▽

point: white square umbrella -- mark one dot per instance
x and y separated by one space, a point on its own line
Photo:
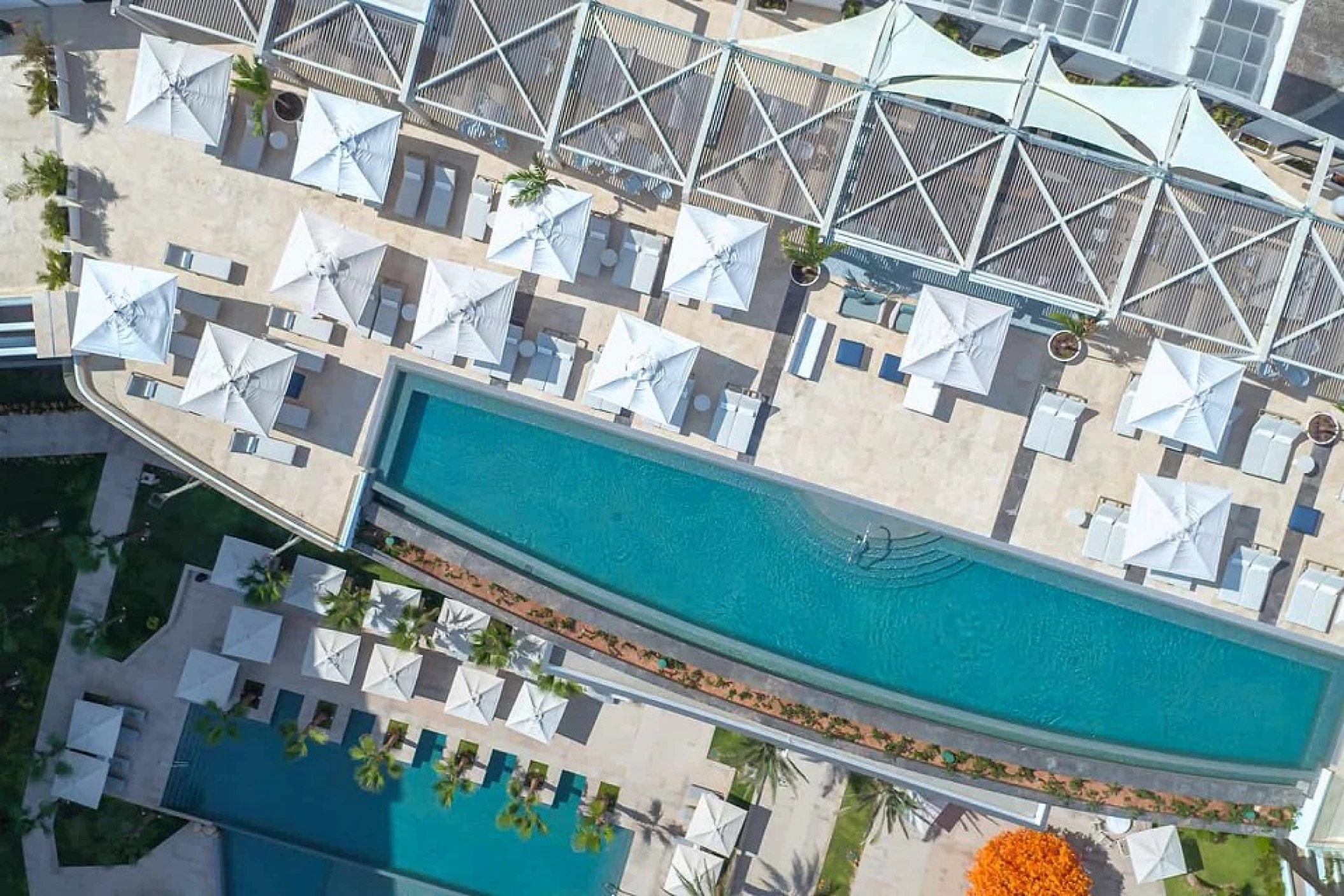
1178 527
207 678
1156 853
545 237
695 867
180 90
475 695
536 714
464 312
715 825
252 634
234 562
124 312
87 781
386 602
238 379
715 257
392 673
331 656
643 369
328 269
956 339
347 146
94 729
457 623
1186 395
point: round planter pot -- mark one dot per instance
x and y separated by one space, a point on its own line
1323 429
804 276
1065 347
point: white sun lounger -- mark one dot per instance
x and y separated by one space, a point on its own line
1247 578
1313 599
1271 446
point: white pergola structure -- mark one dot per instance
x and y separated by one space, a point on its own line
180 90
124 312
1119 202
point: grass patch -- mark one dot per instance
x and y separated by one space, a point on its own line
1230 864
189 530
847 843
116 833
32 609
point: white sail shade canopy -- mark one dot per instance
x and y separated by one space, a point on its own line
956 339
643 369
1178 527
207 678
545 237
180 90
1186 395
715 257
464 312
536 714
328 269
238 379
347 146
473 696
124 312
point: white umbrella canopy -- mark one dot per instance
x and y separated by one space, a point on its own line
347 146
1156 853
643 369
464 312
695 867
1186 395
545 237
715 825
956 339
207 678
331 656
238 379
536 714
94 729
475 696
124 312
180 90
328 269
1178 527
393 673
87 781
252 634
715 257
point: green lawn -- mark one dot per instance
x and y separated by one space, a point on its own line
189 530
1236 865
117 833
847 843
32 608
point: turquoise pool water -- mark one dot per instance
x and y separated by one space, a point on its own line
921 621
306 829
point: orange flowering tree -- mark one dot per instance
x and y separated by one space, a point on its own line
1027 863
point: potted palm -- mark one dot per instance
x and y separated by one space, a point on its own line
807 255
1070 340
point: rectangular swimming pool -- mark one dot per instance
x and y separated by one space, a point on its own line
913 618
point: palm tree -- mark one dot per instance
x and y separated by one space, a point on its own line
764 765
297 739
494 645
519 813
531 181
264 585
219 723
374 765
890 806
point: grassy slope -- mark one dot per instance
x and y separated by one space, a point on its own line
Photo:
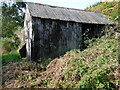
110 9
95 67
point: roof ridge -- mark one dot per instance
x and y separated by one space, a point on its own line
62 7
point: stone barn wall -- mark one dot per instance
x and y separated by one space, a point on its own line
52 38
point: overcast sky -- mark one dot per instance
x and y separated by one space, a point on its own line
78 4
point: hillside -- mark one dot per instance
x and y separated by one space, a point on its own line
95 67
110 9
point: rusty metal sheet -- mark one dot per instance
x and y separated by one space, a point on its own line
67 14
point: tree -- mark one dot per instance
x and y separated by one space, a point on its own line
12 18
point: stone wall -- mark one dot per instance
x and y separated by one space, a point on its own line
52 38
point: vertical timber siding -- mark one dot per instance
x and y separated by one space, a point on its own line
53 37
28 32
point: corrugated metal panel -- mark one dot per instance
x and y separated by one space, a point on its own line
67 14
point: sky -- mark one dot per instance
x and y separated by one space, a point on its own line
78 4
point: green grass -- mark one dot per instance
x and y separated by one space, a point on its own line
12 57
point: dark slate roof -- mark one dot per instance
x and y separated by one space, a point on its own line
67 14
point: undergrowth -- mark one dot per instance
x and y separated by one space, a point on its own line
12 57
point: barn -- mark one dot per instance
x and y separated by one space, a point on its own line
50 31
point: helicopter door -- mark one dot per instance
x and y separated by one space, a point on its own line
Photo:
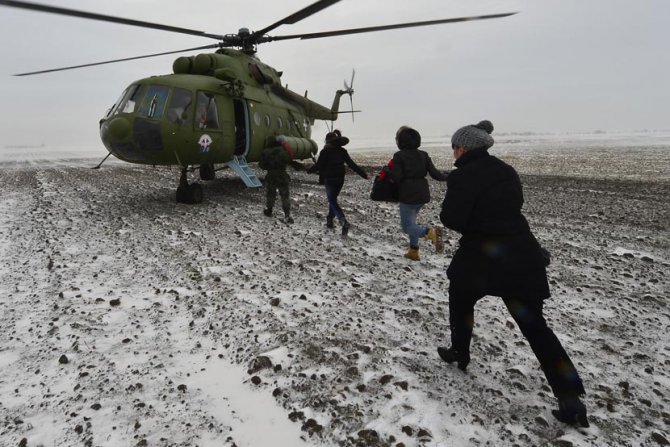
241 127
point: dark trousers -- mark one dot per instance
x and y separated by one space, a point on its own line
271 189
333 187
557 366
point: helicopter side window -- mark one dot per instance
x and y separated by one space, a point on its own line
179 111
130 99
153 101
207 116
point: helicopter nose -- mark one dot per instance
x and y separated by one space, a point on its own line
119 128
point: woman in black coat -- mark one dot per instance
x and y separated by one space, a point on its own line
498 255
330 166
409 170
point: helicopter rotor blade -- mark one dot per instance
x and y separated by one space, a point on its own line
297 16
216 45
104 18
387 27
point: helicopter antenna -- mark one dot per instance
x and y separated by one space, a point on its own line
349 90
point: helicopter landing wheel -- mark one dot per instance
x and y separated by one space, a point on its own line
207 172
190 194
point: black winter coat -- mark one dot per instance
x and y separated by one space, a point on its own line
331 162
410 167
497 254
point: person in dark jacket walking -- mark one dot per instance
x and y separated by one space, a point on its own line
498 255
330 166
274 159
410 166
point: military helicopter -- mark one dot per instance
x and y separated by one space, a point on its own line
220 108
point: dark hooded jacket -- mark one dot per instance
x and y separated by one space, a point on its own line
331 161
497 254
410 167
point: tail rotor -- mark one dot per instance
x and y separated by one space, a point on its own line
349 90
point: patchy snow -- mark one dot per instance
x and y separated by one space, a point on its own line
212 325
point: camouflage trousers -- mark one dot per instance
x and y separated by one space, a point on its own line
271 188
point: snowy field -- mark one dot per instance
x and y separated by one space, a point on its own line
131 320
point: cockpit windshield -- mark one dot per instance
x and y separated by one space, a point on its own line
146 100
153 102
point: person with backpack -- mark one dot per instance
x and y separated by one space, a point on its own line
409 168
498 255
274 160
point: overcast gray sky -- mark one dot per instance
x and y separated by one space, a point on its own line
557 66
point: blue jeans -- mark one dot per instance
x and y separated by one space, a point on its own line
408 213
333 187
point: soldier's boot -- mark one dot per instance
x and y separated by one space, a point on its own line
435 236
571 410
345 227
413 254
451 355
330 221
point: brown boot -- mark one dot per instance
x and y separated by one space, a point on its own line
435 236
413 254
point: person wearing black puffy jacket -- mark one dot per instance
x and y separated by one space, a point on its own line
410 166
498 255
330 167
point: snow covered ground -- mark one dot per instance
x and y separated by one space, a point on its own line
130 320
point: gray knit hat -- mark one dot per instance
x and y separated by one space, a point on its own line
474 136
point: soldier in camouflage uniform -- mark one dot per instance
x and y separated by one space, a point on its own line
274 160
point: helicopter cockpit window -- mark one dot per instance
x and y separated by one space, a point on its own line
153 101
207 116
130 99
179 111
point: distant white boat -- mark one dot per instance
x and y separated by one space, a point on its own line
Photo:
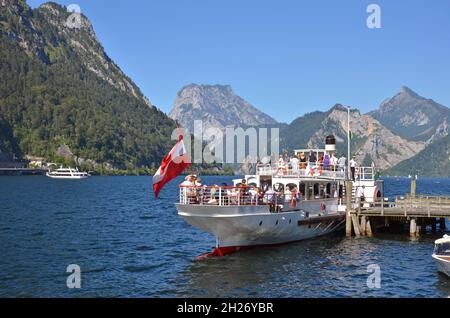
67 173
442 254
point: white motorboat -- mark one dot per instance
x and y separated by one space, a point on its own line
278 205
67 173
442 255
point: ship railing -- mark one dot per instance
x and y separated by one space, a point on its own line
304 170
233 196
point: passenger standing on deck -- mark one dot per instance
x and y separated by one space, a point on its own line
326 162
353 167
312 158
295 163
303 161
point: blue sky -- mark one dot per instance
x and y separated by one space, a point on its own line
285 57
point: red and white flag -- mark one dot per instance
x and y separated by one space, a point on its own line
172 166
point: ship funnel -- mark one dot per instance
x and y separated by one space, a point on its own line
330 144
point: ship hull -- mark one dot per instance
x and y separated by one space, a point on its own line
241 227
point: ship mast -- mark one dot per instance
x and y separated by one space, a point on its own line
348 144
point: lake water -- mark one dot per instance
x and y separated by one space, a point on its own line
129 245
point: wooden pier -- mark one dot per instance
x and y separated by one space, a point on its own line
419 211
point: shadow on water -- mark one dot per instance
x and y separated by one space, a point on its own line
331 266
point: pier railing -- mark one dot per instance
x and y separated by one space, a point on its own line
410 206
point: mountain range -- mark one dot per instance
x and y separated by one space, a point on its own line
216 106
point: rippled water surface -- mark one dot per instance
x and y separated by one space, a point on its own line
129 245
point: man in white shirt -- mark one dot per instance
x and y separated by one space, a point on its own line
360 197
333 161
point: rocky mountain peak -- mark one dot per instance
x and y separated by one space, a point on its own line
412 116
406 91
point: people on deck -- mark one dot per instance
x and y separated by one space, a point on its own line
312 158
326 162
333 161
302 161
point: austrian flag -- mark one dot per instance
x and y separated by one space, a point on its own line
171 167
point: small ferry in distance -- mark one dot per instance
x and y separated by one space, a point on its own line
279 204
442 255
68 173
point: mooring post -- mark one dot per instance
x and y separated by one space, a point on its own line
355 225
412 227
348 220
368 228
413 187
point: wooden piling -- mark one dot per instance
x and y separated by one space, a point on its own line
348 220
355 225
433 225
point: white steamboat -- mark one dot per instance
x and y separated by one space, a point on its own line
68 173
279 204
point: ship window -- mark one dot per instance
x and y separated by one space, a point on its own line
442 249
302 188
328 192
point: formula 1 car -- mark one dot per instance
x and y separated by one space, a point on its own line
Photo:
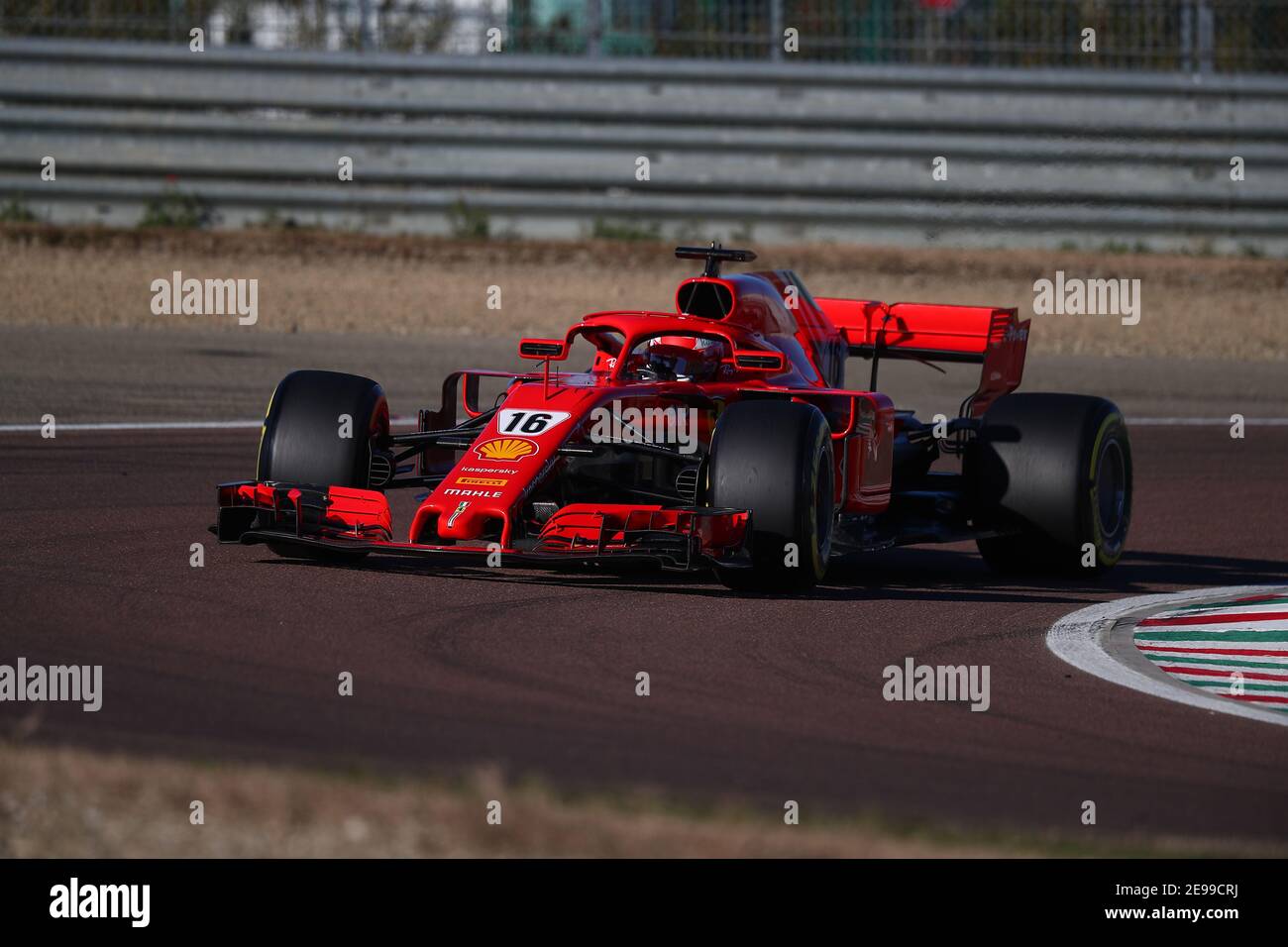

△

Extract every line in the items above that contains the string "soldier", matching case exactly.

> **FULL SOLUTION**:
point: soldier's boot -- mark one dot per instance
point: soldier in camouflage uniform -- mark one dot per instance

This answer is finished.